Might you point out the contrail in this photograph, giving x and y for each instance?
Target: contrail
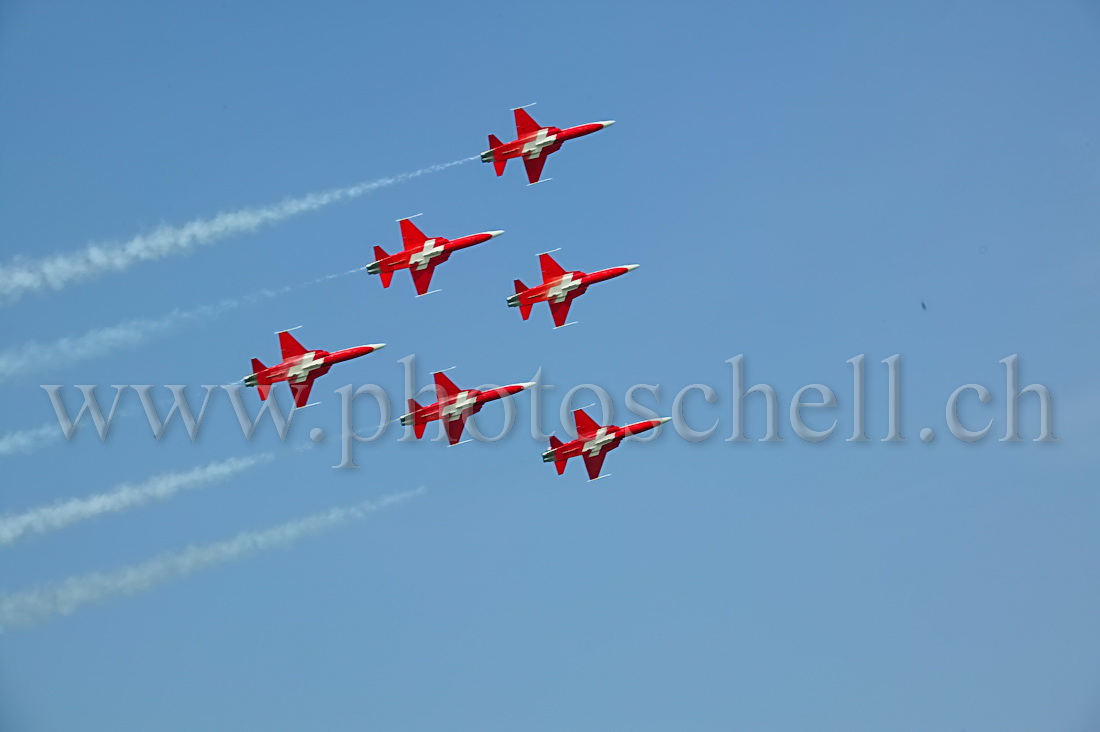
(25, 440)
(33, 605)
(158, 488)
(33, 356)
(23, 275)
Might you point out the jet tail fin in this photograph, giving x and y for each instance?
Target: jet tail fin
(418, 427)
(498, 164)
(525, 310)
(559, 465)
(380, 254)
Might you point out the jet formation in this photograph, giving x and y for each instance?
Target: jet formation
(454, 405)
(300, 367)
(420, 254)
(534, 143)
(559, 288)
(593, 441)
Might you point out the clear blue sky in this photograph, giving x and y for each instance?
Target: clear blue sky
(794, 179)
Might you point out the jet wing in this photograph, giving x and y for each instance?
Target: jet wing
(410, 236)
(534, 166)
(290, 347)
(594, 465)
(454, 427)
(560, 312)
(422, 279)
(525, 124)
(300, 392)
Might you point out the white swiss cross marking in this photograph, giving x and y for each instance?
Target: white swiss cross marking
(534, 148)
(564, 286)
(306, 363)
(430, 250)
(462, 402)
(598, 440)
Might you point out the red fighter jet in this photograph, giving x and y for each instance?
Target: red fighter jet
(454, 406)
(534, 142)
(300, 368)
(559, 288)
(593, 443)
(420, 255)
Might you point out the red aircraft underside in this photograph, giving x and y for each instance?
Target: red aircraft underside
(420, 254)
(534, 143)
(593, 443)
(454, 406)
(559, 288)
(299, 367)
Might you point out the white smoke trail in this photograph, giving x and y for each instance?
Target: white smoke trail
(158, 488)
(22, 275)
(33, 356)
(33, 605)
(24, 440)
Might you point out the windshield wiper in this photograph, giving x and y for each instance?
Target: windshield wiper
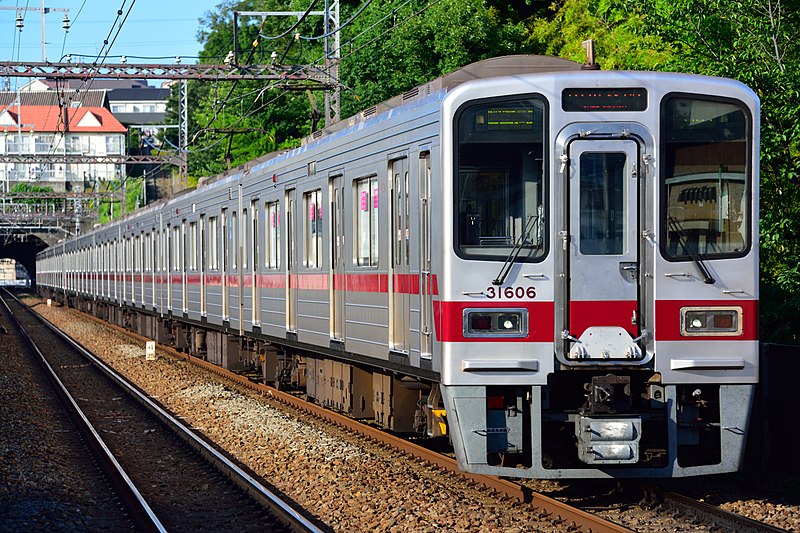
(533, 221)
(683, 240)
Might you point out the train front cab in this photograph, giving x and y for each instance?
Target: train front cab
(599, 306)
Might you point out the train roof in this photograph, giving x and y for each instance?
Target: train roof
(488, 68)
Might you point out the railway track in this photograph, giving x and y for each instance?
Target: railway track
(709, 514)
(167, 477)
(561, 514)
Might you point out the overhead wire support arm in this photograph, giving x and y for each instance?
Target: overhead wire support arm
(303, 76)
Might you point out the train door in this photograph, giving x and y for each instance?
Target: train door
(426, 305)
(182, 261)
(203, 266)
(400, 243)
(225, 263)
(254, 262)
(604, 256)
(337, 246)
(291, 262)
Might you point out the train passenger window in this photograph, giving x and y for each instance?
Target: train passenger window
(705, 178)
(246, 236)
(366, 221)
(312, 250)
(213, 252)
(499, 179)
(272, 237)
(193, 246)
(255, 245)
(234, 239)
(176, 247)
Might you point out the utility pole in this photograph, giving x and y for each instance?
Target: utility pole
(183, 133)
(332, 49)
(44, 11)
(332, 57)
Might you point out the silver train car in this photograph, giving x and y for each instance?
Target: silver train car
(555, 267)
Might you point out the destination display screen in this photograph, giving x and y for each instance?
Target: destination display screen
(617, 99)
(505, 119)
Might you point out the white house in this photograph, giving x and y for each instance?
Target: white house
(53, 130)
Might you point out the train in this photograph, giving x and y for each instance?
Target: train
(553, 267)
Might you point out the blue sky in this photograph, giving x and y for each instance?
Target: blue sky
(154, 29)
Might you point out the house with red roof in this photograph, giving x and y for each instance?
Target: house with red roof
(42, 130)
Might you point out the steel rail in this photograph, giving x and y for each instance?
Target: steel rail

* TASK DIRECTIONS
Could you reproduce, word for word, the part of the records that opens with the line containing "Might you point out the train in" and runs to the end of the records, with both ends included?

* WRITTEN SOLUTION
Might you point out the train in this photograph, giving x and y for each instance?
Target: train
(553, 267)
Might you point out the blue sky in this photograph, giving x and y for each instance?
Target: blue sky
(154, 29)
Might you point out the house with red roof in this photograph, giving x and y for each instance?
Target: house with red roof
(42, 130)
Might you point out the steel rail in this photograph, giving x and y for each instance?
Target: steel rail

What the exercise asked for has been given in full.